Ransomware continues to plague organizations, with over a third of companies surveyed across 30 countries revealing that they were hit by ransomware in the last year.
Such attacks are ever-increasing in complexity and adversaries are getting more efficient at exploiting network and system vulnerabilities, leaving organizations with a significant clean-up bill: a global average of an eye-watering US$1.85M – more than double the cost reported last year.
Modern firewalls are highly effective at defending against these types of attacks, but they need to be given the chance to do their job.
Let’s discuss how these attacks work, how they can be stopped, and best practices for configuring your firewall and network to give you the best protection possible.
Who hackers are targeting ?
The short answer: everyone.
In a recent survey of 5,400 mid-sized organizations across 30 countries, 37% of respondents said they had been hit by ransomware in the last year. No country, sector or vertical segment is safe.
If you search the news for “ransomware attack” you will find several new successful attacks occurring every week. The effects are devastating: huge ransomware demands, significant downtime and business disruption, reputation damage, loss of data, and in an increasing number of cases, sensitive company data are being auctioned off by attackers.
How do ransomware attacks get on the network?
Ransomware actors use a wide range of Tactics, Techniques and Procedures (TTP) to penetrate their victims’ networks. Our experts have seen an increase in attacks where adversaries try multiple approaches until they find the chink in the organization’s defences..

MATERIAL:

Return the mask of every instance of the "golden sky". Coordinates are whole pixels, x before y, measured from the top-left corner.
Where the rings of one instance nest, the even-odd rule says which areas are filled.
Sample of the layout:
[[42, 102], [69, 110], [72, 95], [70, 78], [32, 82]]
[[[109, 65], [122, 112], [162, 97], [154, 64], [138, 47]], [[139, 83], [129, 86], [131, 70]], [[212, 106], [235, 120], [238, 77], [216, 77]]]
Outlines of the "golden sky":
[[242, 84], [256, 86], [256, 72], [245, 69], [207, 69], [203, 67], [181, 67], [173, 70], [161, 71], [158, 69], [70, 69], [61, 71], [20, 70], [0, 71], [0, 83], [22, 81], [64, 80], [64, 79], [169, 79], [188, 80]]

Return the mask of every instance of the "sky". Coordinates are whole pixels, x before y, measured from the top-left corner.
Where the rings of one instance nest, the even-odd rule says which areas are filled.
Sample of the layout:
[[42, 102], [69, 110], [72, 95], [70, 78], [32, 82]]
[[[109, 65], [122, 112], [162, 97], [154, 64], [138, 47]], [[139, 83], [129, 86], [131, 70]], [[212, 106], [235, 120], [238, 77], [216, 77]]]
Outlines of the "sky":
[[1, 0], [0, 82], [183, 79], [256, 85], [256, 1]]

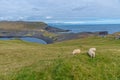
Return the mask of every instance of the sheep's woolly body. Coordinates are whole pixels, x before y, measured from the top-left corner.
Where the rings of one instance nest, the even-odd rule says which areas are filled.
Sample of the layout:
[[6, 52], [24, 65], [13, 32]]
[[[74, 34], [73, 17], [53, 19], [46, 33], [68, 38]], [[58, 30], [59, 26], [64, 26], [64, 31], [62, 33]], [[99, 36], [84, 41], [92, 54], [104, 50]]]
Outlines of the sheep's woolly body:
[[90, 57], [95, 57], [95, 51], [96, 51], [96, 48], [90, 48], [88, 51], [88, 55]]
[[72, 52], [72, 54], [75, 55], [75, 54], [79, 54], [80, 52], [81, 52], [80, 49], [74, 49], [73, 52]]

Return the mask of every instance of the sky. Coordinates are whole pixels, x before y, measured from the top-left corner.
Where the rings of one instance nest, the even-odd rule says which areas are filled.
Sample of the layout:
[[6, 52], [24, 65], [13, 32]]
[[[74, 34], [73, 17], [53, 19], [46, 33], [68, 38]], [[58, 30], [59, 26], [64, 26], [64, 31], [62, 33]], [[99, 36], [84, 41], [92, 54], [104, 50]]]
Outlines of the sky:
[[0, 20], [120, 22], [119, 18], [120, 0], [0, 0]]

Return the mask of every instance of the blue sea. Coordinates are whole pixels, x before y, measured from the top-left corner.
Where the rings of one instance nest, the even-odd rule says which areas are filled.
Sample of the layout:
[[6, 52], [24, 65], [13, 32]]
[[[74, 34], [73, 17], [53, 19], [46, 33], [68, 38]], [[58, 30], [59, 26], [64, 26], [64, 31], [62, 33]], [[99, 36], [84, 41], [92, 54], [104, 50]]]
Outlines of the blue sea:
[[71, 30], [71, 32], [97, 32], [108, 31], [109, 34], [120, 32], [120, 24], [62, 24], [62, 23], [49, 23], [49, 26]]

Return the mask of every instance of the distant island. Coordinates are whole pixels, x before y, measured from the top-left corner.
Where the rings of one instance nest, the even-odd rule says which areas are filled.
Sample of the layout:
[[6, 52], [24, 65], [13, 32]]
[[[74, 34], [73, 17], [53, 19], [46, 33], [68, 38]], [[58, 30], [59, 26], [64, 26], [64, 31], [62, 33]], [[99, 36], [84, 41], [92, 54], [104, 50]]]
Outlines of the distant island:
[[44, 40], [47, 44], [84, 38], [91, 35], [105, 36], [107, 31], [69, 33], [69, 30], [48, 26], [44, 22], [1, 21], [0, 38], [34, 37]]

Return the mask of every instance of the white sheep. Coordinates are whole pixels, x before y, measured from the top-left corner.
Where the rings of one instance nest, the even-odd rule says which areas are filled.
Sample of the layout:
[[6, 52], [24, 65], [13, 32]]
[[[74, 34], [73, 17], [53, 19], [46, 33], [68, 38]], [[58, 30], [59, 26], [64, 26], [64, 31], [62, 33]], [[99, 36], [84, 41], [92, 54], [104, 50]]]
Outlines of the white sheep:
[[81, 52], [80, 49], [74, 49], [73, 52], [72, 52], [72, 54], [75, 55], [75, 54], [79, 54], [80, 52]]
[[96, 48], [90, 48], [89, 51], [88, 51], [88, 55], [92, 58], [95, 57], [95, 51], [96, 51]]

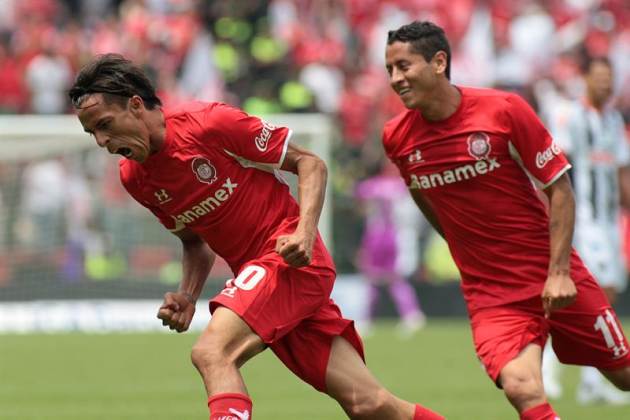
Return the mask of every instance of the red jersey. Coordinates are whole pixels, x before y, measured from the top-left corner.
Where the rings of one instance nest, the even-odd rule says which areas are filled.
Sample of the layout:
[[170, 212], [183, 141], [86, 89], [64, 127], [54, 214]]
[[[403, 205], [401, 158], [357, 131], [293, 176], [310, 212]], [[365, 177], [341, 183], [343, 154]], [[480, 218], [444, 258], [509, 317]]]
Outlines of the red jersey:
[[[408, 188], [433, 208], [473, 311], [541, 294], [549, 217], [532, 180], [546, 187], [570, 165], [522, 98], [459, 90], [449, 118], [407, 110], [385, 125], [383, 144]], [[571, 275], [590, 275], [575, 251]]]
[[[187, 227], [234, 273], [274, 252], [275, 238], [295, 231], [299, 206], [278, 170], [291, 130], [222, 103], [164, 110], [166, 134], [142, 164], [120, 162], [129, 193], [169, 230]], [[332, 265], [321, 238], [313, 265]]]

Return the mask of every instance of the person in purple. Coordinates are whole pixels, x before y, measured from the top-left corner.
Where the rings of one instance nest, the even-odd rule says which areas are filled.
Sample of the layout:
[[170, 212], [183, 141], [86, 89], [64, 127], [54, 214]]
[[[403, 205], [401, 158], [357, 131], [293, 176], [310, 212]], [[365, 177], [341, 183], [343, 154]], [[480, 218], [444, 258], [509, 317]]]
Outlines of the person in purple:
[[401, 318], [399, 330], [409, 336], [426, 318], [407, 278], [418, 266], [417, 217], [407, 187], [388, 161], [378, 175], [359, 182], [355, 197], [365, 214], [365, 228], [357, 255], [357, 268], [368, 283], [368, 304], [361, 330], [369, 329], [382, 286], [386, 285]]

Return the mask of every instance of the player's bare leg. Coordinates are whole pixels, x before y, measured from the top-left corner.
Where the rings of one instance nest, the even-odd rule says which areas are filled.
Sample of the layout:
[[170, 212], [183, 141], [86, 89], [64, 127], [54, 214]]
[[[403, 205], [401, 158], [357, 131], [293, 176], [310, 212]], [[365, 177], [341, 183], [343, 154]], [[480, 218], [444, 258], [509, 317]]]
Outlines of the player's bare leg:
[[249, 419], [252, 402], [239, 368], [264, 349], [260, 337], [238, 315], [224, 307], [214, 311], [191, 353], [208, 393], [210, 420]]
[[542, 349], [529, 344], [501, 370], [499, 381], [505, 396], [521, 415], [547, 402], [541, 367]]
[[630, 366], [617, 370], [601, 370], [610, 382], [622, 391], [630, 391]]
[[[348, 417], [361, 420], [443, 419], [435, 413], [395, 397], [368, 370], [354, 347], [343, 337], [333, 339], [326, 369], [327, 393]], [[419, 413], [416, 410], [422, 410]]]
[[265, 349], [263, 341], [237, 314], [225, 307], [214, 311], [201, 333], [191, 359], [208, 395], [221, 392], [247, 393], [239, 368]]

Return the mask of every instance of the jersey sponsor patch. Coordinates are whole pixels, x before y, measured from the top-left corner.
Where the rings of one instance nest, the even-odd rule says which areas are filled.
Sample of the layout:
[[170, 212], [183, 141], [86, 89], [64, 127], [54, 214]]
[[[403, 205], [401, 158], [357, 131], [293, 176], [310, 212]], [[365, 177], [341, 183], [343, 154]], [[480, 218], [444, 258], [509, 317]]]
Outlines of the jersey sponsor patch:
[[538, 169], [544, 168], [549, 162], [551, 162], [553, 158], [558, 156], [560, 153], [561, 151], [558, 145], [555, 142], [551, 143], [551, 146], [549, 146], [544, 152], [536, 153], [536, 167]]
[[269, 144], [269, 139], [271, 138], [271, 133], [276, 129], [276, 126], [273, 124], [269, 124], [266, 121], [262, 121], [263, 128], [260, 131], [260, 134], [254, 138], [254, 143], [256, 144], [256, 148], [261, 152], [267, 150], [267, 145]]
[[490, 137], [484, 132], [473, 133], [468, 136], [468, 153], [477, 160], [487, 159], [492, 146]]
[[187, 224], [194, 222], [206, 214], [210, 214], [217, 208], [221, 207], [221, 205], [227, 201], [232, 194], [234, 194], [236, 187], [238, 187], [238, 184], [232, 182], [230, 178], [227, 178], [221, 188], [217, 189], [214, 194], [209, 195], [204, 200], [196, 203], [190, 209], [178, 214], [175, 216], [175, 220], [177, 222]]
[[205, 157], [197, 156], [194, 158], [192, 169], [199, 182], [212, 184], [217, 180], [217, 169]]
[[468, 179], [475, 178], [478, 175], [485, 175], [500, 167], [501, 164], [499, 161], [496, 158], [493, 158], [488, 160], [478, 160], [474, 165], [462, 165], [455, 169], [448, 169], [446, 171], [435, 172], [429, 175], [412, 174], [409, 188], [428, 190], [446, 184], [466, 181]]

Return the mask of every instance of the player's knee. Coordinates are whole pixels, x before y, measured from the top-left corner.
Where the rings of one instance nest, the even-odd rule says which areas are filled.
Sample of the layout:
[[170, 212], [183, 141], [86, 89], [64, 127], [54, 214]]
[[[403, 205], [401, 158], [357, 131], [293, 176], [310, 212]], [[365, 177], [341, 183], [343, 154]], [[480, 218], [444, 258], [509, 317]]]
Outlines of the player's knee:
[[199, 371], [229, 363], [223, 351], [223, 347], [210, 339], [198, 341], [190, 352], [190, 359]]
[[341, 401], [344, 411], [351, 419], [370, 419], [376, 418], [379, 413], [382, 413], [388, 404], [390, 404], [390, 394], [381, 389], [370, 395], [358, 396], [352, 395], [345, 401]]
[[516, 407], [542, 402], [545, 392], [542, 381], [527, 373], [506, 375], [501, 379], [505, 396]]

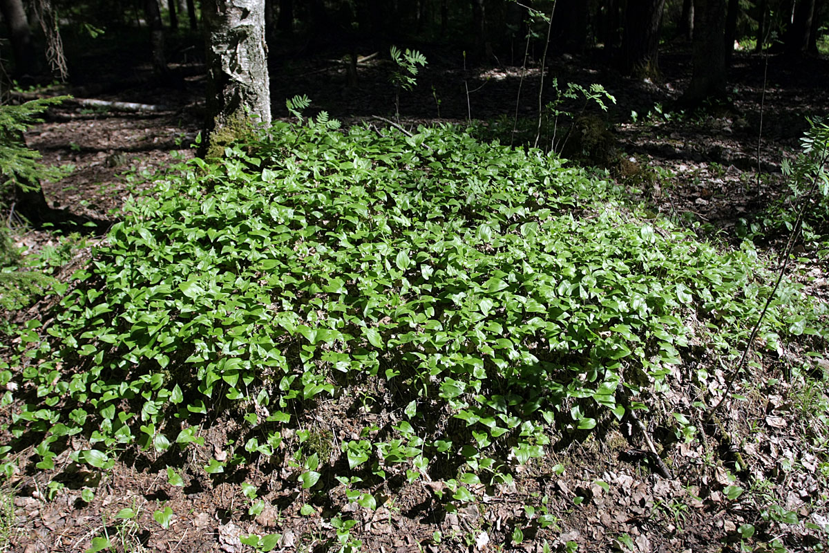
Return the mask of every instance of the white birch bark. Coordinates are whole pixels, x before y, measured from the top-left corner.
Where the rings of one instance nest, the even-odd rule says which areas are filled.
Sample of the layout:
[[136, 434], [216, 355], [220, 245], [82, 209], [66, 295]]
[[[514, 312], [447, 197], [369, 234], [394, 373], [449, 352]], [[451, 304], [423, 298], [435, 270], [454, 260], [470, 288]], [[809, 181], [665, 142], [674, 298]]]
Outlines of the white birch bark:
[[271, 121], [264, 0], [205, 0], [211, 129], [249, 115]]

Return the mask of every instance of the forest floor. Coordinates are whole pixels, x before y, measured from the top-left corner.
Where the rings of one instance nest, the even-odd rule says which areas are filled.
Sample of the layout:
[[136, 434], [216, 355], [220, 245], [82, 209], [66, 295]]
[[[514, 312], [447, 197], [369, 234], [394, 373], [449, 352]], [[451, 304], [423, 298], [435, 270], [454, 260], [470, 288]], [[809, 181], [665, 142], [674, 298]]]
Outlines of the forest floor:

TASK REQUIREMENTS:
1. Copy the stretch of the ransomware article from "Such attacks are" through "short answer: everyone." word for word.
2. In the ransomware article, what percentage of the surveyed mid-sized organizations said ransomware had hit them in the last year?

SOLUTION LIST:
1.
Such attacks are ever-increasing in complexity and adversaries are getting more efficient at exploiting network and system vulnerabilities, leaving organizations with a significant clean-up bill: a global average of an eye-watering US$1.85M – more than double the cost reported last year.
Modern firewalls are highly effective at defending against these types of attacks, but they need to be given the chance to do their job.
Let’s discuss how these attacks work, how they can be stopped, and best practices for configuring your firewall and network to give you the best protection possible.
Who hackers are targeting ?
The short answer: everyone.

2. 37%